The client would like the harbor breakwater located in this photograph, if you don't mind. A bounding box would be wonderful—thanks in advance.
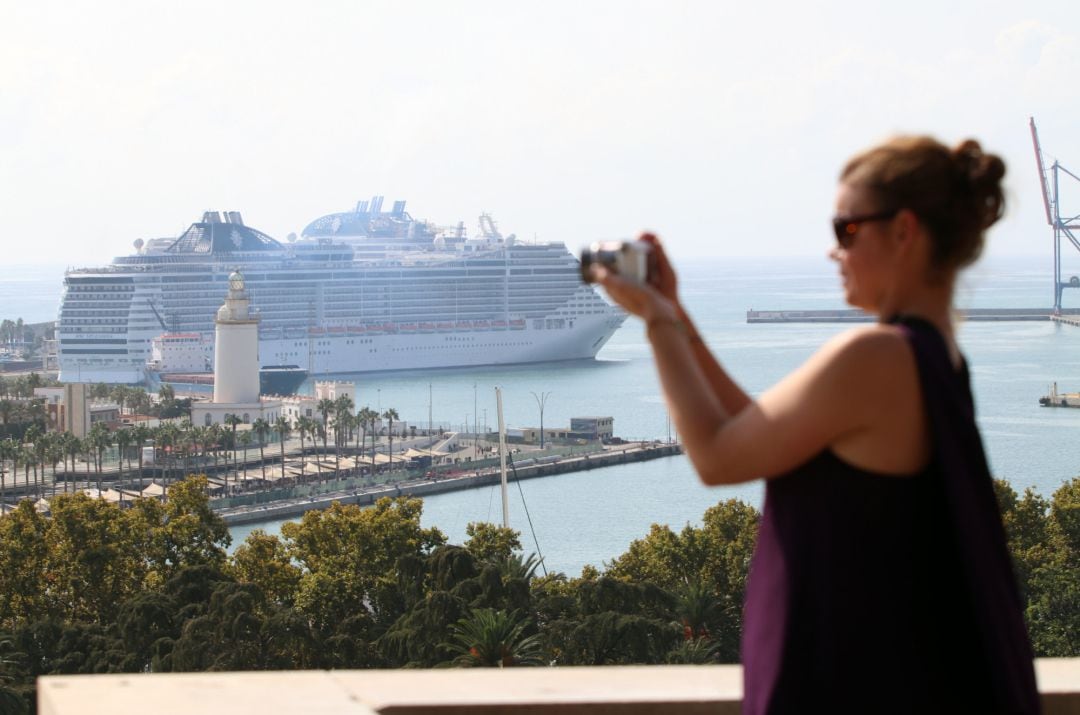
[746,308,1080,325]
[217,442,683,526]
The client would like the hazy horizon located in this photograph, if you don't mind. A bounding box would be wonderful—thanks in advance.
[0,0,1080,265]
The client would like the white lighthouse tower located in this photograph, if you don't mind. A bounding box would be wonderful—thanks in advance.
[214,271,259,404]
[191,271,281,426]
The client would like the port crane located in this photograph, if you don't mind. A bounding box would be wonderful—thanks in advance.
[1030,117,1080,314]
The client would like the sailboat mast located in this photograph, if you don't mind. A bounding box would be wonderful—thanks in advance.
[495,388,510,529]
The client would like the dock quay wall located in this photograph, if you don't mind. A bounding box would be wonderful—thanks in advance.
[746,308,1080,325]
[217,443,683,525]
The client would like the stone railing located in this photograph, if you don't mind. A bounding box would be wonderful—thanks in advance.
[38,658,1080,715]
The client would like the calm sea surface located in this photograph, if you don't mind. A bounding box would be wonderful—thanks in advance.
[6,258,1080,575]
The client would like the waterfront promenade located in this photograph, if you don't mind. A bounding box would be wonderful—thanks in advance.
[215,442,683,525]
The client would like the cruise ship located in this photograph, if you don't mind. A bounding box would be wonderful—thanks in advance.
[57,197,625,383]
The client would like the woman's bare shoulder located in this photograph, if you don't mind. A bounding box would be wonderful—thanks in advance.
[815,324,915,381]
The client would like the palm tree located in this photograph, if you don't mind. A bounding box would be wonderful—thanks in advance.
[237,430,253,486]
[315,397,334,459]
[46,432,67,497]
[86,422,112,491]
[357,407,379,475]
[206,422,225,473]
[64,432,84,494]
[382,407,399,472]
[252,417,270,485]
[131,425,150,493]
[113,429,132,490]
[445,608,543,667]
[334,394,353,472]
[225,415,246,494]
[273,415,293,490]
[0,437,16,504]
[23,424,45,498]
[675,578,723,640]
[296,415,311,480]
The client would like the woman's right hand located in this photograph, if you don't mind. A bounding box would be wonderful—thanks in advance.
[638,233,678,306]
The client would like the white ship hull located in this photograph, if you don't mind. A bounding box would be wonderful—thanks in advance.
[58,201,625,383]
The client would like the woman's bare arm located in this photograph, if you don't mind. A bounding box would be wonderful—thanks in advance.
[597,263,923,484]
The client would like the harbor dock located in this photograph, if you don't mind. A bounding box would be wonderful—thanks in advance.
[215,442,683,526]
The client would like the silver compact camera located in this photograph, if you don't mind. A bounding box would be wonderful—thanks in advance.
[581,241,656,285]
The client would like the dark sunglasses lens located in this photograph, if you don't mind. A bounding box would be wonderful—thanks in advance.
[833,220,859,248]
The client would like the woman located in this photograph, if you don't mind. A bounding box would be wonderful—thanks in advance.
[593,137,1039,713]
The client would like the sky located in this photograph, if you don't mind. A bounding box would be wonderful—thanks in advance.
[0,0,1080,265]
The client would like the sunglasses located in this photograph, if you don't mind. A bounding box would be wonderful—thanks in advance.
[833,208,900,251]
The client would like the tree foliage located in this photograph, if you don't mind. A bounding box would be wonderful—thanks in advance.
[0,477,1080,712]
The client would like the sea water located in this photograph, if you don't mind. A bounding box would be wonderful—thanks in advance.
[10,257,1080,575]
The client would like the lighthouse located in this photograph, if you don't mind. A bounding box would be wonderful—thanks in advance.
[214,271,259,404]
[191,270,281,427]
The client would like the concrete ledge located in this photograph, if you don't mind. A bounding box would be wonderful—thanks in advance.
[38,658,1080,715]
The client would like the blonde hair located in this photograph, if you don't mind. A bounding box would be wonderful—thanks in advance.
[840,136,1005,269]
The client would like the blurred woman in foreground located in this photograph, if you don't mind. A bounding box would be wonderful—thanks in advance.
[591,137,1039,713]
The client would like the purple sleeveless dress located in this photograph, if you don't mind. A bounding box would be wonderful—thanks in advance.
[742,319,1039,715]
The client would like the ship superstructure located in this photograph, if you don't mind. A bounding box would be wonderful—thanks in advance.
[58,197,625,382]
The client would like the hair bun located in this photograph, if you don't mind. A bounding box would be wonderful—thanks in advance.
[951,139,1005,229]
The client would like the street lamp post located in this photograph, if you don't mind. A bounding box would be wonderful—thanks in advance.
[530,392,551,449]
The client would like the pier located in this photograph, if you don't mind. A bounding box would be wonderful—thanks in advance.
[746,308,1080,326]
[215,442,683,526]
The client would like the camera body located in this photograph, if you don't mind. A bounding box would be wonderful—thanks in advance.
[581,241,656,285]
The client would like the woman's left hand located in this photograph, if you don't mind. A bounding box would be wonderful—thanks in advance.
[590,265,678,323]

To do: Reproduce all of the material above word for word, leaving out the pictures.

Exercise result:
The client would like the harbor breakwater located in this photograph, if you don't mind. A bounding box would be wonderful—thanks in advance.
[746,308,1080,325]
[217,442,683,526]
The client would like the hazy horizon located in this photograph, if you don't mind. A bounding box would be wonderful—thanks in advance.
[0,0,1080,265]
The client would like the white lighthouse tower located in this photograph, if you don't mind. A bounding box would be wonderful—thanks in advance.
[214,271,259,404]
[191,271,281,426]
The client would like the port crane located in this photograph, if you don't mind. A bounding box would be wonderful—thanks in advance.
[1030,117,1080,314]
The client would like the sailboat mast located in this photograph, if you don't mind. A bounding box would be wonderful—thanks in advance.
[495,388,510,529]
The client would like the dock quay wall located in this photograph, if you don't mind. A bounding box would be wonderful—thanks in advance.
[746,308,1080,325]
[217,443,683,525]
The client would like the stone railing located in this photograph, if you don't mind. A bounding box would be wonderful—thanks in advance.
[38,658,1080,715]
The client would like the calm sea surface located in this photograph, if you don't mind. A bounding box would be wonderful—thanks in advance.
[6,258,1080,575]
The client would like the waterfront promenade located in this photograph, if you don't mind. A bounding box would be wonderful—thanks in advance.
[215,442,683,525]
The client would like the cruise ship located in this photograph, if you don't mind. A bounding box would be wonderful—thanks in advance.
[57,197,625,383]
The client would like the woman's bare shoulder located in this photograph, if you don't mind. A bounding box would be wonderful—thanks in advance.
[815,324,915,381]
The client would like the palm tree located in this photograph, if you don't mind. A bounding box would be wonderful—thanks in advance.
[237,430,253,486]
[315,397,334,459]
[46,432,67,497]
[86,422,112,491]
[357,407,379,475]
[206,422,225,473]
[64,432,84,494]
[382,407,399,472]
[252,417,270,485]
[131,425,150,493]
[113,429,132,490]
[445,608,543,667]
[334,394,353,472]
[225,415,246,494]
[273,415,293,490]
[0,437,16,504]
[23,424,45,498]
[675,578,723,640]
[296,415,311,480]
The client would like the woman's right hand located in this photograph, if you don't mind. A bounding box would be wonderful—thanks in advance.
[638,233,678,306]
The client would like the white ship hull located in this photograph, if you don't mind. A bounding box would be wonderful—thanks in advance.
[58,201,625,383]
The client would like the woman's bare arm located in this photograph, if you don't mind. A bounding box would be wonderful—thanks in advance.
[597,263,923,484]
The client would like the harbor dock located in this photograph, if you don't mind. A bounding box would be wonderful—thanks in advance.
[215,442,683,526]
The client would like the silver compact camera located in this photograph, if you don't mind. A bounding box would be wonderful—thanks in advance.
[581,241,656,285]
The client would like the dark sunglasses lens located in this photograph, if you don't mind. A bounding box would be wonderful—thanks in advance.
[833,220,859,248]
The client would like the woman located in this photograph, if you don't mind. A bounding box would be wonderful—thanks in advance.
[593,137,1039,713]
The client would like the sky located in this photograph, if you don't mind. A bounding box would be wonderful—thanks in advance.
[0,0,1080,265]
The client would like the sunglasses located in this photograph, if you don't mind. A bounding box would be wonderful—thanks in advance.
[833,208,900,251]
The client would like the tree foliage located in this photograph, if you don't mind. A bounding box would be wonderful—thanks in advance.
[0,477,1080,712]
The client would like the sea water located in this photograph, if you don't mind. A bounding box would be wonderful—thanks in advance.
[10,257,1080,575]
The client would like the lighthouse located in this photograph, if you don't mind. A bounding box would be wonderful—thanks in advance.
[214,271,259,404]
[191,270,281,427]
The client would like the concrete ledge located in this photograph, if you don't mind. A bounding box would be wonderful—thanks in advance.
[38,658,1080,715]
The client would like the blonde hair located in this photograph, if you don't mind. A bounding box would be wonderful—thanks in advance.
[840,136,1005,269]
The client would like the blurred woman in foreground located in this photograph, if you don't mind. A bounding box would be wonderful—thanks in advance.
[591,137,1039,713]
The client would like the purple sleeveless dress located in this photograph, if you don't mind. A bounding box would be wonderful—thanks in advance.
[742,319,1039,715]
The client would like the ship superstructure located in this photograph, if you don't mind. A bounding box would be wonderful—thanks in advance.
[58,197,625,382]
The client would like the hair bun located in this photograph, if you don't mind. A bounding box would be wonderful—thanks in advance.
[951,139,1005,229]
The client would like the street lamp post located in this photograph, if you don't mind. A bounding box would be wonderful—thanks in advance.
[530,392,551,449]
The client would like the pier located in this photograph, if you don't mind. A bounding box would be wonderful—thanks in advance.
[746,308,1080,326]
[215,442,683,526]
The client would like the camera body located in this photograph, if you don't mind. A bounding box would be wonderful—thanks in advance.
[581,241,656,285]
The client would like the woman's left hand located in this photograph, if you don't mind. A bounding box would be wonderful—thanks in advance.
[590,265,678,323]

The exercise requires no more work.